=== Assignment ===
The pictures stay out. Please retype every line below exactly.

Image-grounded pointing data
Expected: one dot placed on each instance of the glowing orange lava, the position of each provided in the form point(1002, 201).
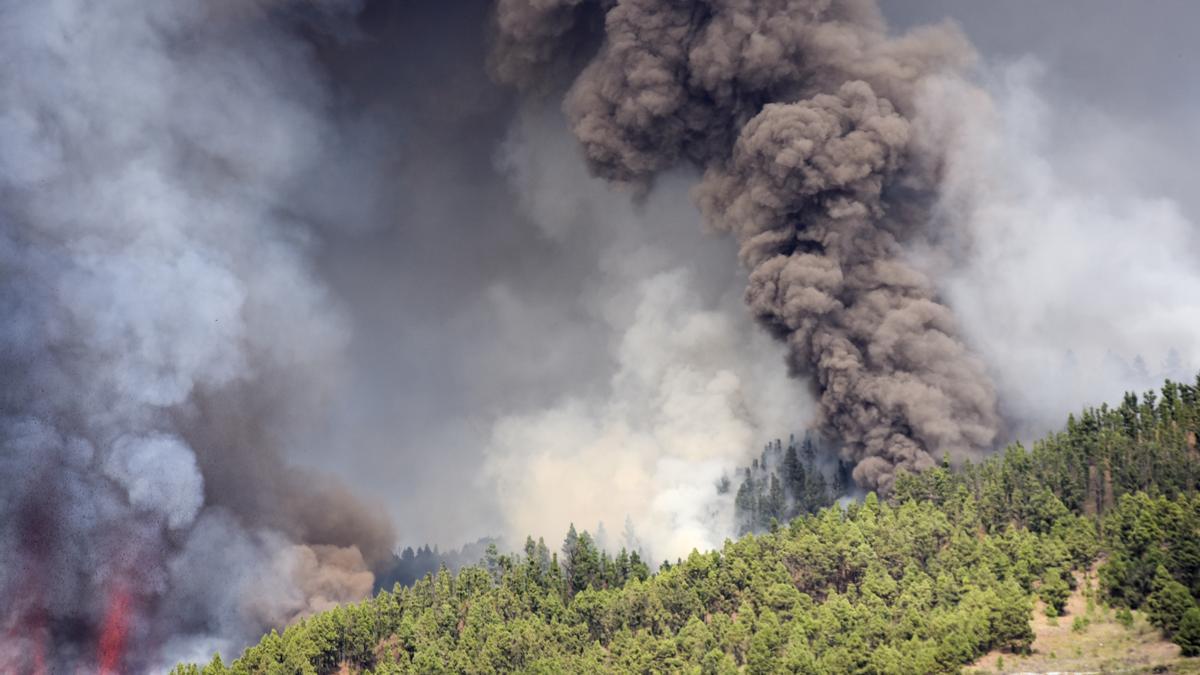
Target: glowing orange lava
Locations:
point(112, 638)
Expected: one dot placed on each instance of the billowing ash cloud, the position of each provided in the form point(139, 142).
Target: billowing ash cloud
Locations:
point(801, 113)
point(160, 320)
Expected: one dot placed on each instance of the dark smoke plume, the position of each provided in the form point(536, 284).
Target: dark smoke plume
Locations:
point(801, 114)
point(160, 323)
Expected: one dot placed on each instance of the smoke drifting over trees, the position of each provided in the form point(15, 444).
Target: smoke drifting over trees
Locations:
point(801, 114)
point(283, 281)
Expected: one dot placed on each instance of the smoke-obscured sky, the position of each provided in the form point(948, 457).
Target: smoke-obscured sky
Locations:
point(493, 280)
point(249, 245)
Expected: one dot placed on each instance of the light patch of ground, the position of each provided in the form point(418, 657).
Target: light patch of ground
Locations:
point(1103, 646)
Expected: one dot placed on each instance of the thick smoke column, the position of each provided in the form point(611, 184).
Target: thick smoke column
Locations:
point(159, 321)
point(801, 113)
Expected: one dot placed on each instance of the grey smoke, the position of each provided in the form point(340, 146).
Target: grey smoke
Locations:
point(366, 258)
point(151, 278)
point(801, 115)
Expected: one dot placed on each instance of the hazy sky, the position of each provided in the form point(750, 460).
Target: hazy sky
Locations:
point(465, 309)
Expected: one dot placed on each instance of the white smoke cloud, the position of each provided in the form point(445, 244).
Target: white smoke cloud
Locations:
point(159, 473)
point(694, 388)
point(1068, 270)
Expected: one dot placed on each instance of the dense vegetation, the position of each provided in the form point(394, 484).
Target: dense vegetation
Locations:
point(784, 483)
point(941, 572)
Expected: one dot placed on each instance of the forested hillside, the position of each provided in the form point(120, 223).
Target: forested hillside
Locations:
point(927, 580)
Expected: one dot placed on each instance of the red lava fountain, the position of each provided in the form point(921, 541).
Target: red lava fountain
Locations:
point(113, 633)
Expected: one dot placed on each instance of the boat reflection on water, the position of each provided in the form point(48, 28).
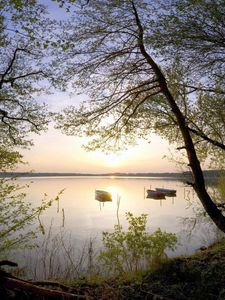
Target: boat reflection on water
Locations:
point(161, 194)
point(103, 196)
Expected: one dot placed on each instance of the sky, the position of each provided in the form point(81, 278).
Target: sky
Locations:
point(56, 152)
point(53, 151)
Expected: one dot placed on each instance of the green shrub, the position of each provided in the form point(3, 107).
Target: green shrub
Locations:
point(135, 249)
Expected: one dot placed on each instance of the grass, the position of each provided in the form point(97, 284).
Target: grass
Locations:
point(200, 276)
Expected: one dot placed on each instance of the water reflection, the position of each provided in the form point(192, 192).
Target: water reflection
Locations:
point(82, 217)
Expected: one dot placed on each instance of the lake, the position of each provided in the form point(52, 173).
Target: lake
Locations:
point(84, 217)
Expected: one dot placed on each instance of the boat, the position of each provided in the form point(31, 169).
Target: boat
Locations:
point(155, 194)
point(167, 192)
point(103, 196)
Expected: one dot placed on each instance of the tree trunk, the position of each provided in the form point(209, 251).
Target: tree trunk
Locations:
point(199, 182)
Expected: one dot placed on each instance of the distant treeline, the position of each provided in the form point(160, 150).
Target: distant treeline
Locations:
point(184, 175)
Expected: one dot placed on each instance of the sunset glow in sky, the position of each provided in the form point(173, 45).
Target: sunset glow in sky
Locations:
point(56, 152)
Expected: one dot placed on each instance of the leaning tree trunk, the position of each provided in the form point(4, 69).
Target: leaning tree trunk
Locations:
point(199, 182)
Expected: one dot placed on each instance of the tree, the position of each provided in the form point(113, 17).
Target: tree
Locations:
point(24, 41)
point(24, 33)
point(110, 57)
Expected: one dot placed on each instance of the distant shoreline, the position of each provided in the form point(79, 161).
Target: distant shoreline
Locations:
point(207, 173)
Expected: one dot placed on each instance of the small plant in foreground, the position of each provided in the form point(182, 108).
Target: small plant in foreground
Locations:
point(135, 249)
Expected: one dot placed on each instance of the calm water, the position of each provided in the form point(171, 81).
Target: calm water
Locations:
point(84, 217)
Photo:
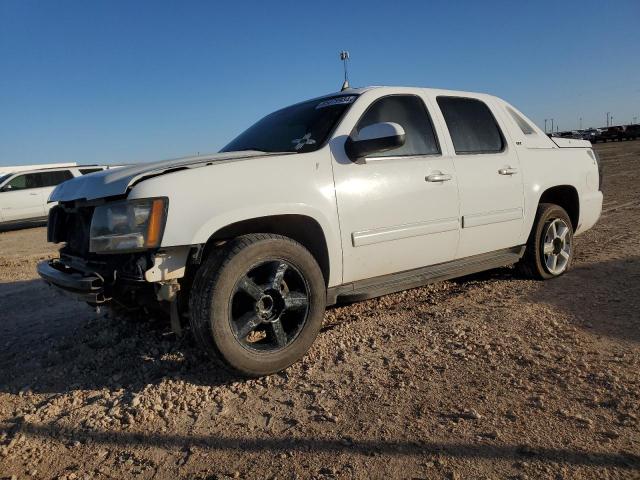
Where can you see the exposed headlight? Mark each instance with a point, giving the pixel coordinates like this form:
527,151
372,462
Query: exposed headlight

=== Written response ===
Expected: one dot placed on each instance of the glowing orange lava, the position of each provided in the form point(1002, 201).
Target: glowing orange lava
Locations:
point(112, 638)
Expected: one dot placed on each instance of the billowing ash cloud, the position of each provided in the form point(139, 142).
Target: billowing ash cloud
Locations:
point(801, 113)
point(160, 320)
Expected: one dot placed on each instance of the dark smoke plume, the position of each provided in the form point(536, 284).
Target: dark smoke plume
Locations:
point(801, 114)
point(160, 323)
Expected: one dot placed on each instance of the smoke drifting over trees, the position of each provided in the form point(15, 444).
Target: smoke drifting over trees
Locations:
point(801, 114)
point(283, 281)
Expected: one dot placed on each instance of the smoke-obscured sky, the position of each provided in the form point(948, 457).
Target: smoke-obscured sky
Locations:
point(493, 280)
point(249, 245)
Expected: one dot placed on each instance of the light patch of ground, the position of each provided in the form point(418, 657).
Target: light patch of ground
Locations:
point(1103, 646)
Expected: one dot placed on each instance of the thick smoke column, the position of each provided in the form point(611, 184).
Target: thick smoke column
Locations:
point(159, 321)
point(801, 113)
Expected: one dot placed on each instance of the grey smoke, the position of each provided in the form point(340, 146).
Target: grey smoke
Locations:
point(366, 258)
point(151, 278)
point(801, 115)
Expected: one dot placed on each instance of the hazy sky, the position of each provided in the form point(750, 460).
Target: hazy sky
Locations:
point(465, 309)
Expected: one dot placed on each instance of the white smoke cloud, the position of each provided in the form point(445, 244).
Target: white smoke cloud
Locations:
point(159, 473)
point(694, 388)
point(1068, 270)
Expected: one dot placed on each instance of the dense vegetation, the position of each provided in the form point(394, 484).
Target: dense vegetation
Locations:
point(784, 483)
point(941, 572)
Expected: one dot placed on each instance of the forested hillside, the position of each provided in the form point(120, 223).
Target: forested hillside
Locations:
point(927, 580)
Expected: one dot placed on each instance of the red lava fountain, the position of each provided in the form point(921, 541).
Target: red lava fountain
Locations:
point(113, 633)
Expected: one dot placed on each instance of the boat reflection on water, the position of each provided in the form point(48, 28).
Target: boat reflection on water
Locations:
point(161, 194)
point(103, 196)
Expected: one dot placed on each instance of the sky, the position of each provided in the form point(81, 278).
Target: sky
Locations:
point(56, 152)
point(53, 151)
Expected: one dot placed on each instance of the green shrub, the position of each provided in the form point(3, 107).
Target: green shrub
Locations:
point(135, 249)
Expected: one dot placed on each instance of the grass, the position of each provided in the form point(97, 284).
Target: grass
Locations:
point(200, 276)
Expected: one dot placed on each instance of the water reflection, the position of each provided in the form point(192, 192).
Target: water reflection
Locations:
point(82, 217)
Expected: one dot placed on each instance of the lake, the position of each provided in the form point(52, 173).
Target: lake
Locations:
point(84, 217)
Expected: one dot placed on each instance of the boat, the position of each provided in the form point(31, 169).
Target: boat
Locations:
point(155, 194)
point(167, 192)
point(103, 196)
Expected: one dot placed on each instance of the tree trunk, the position of each provided in the form point(209, 251).
Target: tree trunk
Locations:
point(199, 182)
Expected: one dot placed on each instance of the distant treeline, the position of each provided in the form point(160, 150).
Target: distant treeline
Locations:
point(184, 175)
Expected: one dot placed on each instance of the sunset glow in sky, the position of each provided in the form point(173, 45).
Target: sunset glow in sky
Locations:
point(56, 152)
Expected: one dot placed on each instance of the leaning tree trunk, the position of each provided in the form point(4, 69).
Target: leaning tree trunk
Locations:
point(199, 182)
Expected: one dot placed on each instance of the tree, the position of each provided in the form point(113, 17).
Target: tree
Locations:
point(24, 41)
point(24, 33)
point(110, 57)
Expected: one dot placed on each instance of the distant shoreline, the position of each provided in the form point(79, 161).
Target: distant shoreline
Locations:
point(207, 173)
Expected: one dot placed on each instance of the small plant in foreground, the position of each provided in the form point(182, 108).
Target: small plant in foreground
Locations:
point(135, 249)
Expected: one dot placed on each instance of the calm water, the position of each provided in the form point(171, 81).
Target: calm water
Locations:
point(84, 217)
Photo:
Where can you see the exposed headlight? Mark each instance with a point, giving the pixel coordinates like this form:
527,151
372,462
Query: exposed headlight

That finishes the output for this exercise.